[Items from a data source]
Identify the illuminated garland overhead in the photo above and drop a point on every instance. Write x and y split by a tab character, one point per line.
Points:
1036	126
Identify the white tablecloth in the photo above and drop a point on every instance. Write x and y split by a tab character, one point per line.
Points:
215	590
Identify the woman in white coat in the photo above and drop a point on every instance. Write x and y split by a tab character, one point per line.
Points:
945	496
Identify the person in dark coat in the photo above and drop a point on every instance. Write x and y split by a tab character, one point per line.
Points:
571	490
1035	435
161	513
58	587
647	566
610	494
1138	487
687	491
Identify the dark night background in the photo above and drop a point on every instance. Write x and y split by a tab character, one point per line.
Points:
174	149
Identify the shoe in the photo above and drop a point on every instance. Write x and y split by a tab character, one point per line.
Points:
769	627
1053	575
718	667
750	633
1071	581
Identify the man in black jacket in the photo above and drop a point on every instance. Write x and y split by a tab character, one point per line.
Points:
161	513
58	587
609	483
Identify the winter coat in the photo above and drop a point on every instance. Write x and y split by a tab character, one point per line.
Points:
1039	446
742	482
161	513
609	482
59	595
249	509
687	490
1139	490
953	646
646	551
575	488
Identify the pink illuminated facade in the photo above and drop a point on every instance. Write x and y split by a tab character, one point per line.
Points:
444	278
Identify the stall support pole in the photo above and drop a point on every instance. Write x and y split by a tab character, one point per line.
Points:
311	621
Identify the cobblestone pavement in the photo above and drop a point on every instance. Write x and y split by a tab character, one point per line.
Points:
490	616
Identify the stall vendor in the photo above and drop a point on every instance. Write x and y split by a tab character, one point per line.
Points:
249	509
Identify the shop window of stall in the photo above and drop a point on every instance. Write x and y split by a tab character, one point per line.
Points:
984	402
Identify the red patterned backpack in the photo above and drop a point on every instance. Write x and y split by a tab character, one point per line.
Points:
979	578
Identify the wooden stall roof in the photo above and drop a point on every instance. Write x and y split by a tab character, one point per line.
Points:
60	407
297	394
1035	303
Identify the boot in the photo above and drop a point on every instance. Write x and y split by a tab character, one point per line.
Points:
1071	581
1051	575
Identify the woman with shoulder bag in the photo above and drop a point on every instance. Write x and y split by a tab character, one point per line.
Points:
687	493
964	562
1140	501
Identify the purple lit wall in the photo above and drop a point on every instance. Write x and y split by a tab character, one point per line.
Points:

- TRY IT: From the records above, pull out each line that has "coat".

- THE ANSWER:
Identify the woman in white coat in the photo above and drop a point on every instance. Write x and y split by a tab character, one point per line.
Identify the person in dark coat in the photo above and drop a point on every instance. Write x and y split by a tab character, one point per line.
Identify the winter coat in the photo above and drop a point on every instance. Write x and y split by a tab character, one point per line.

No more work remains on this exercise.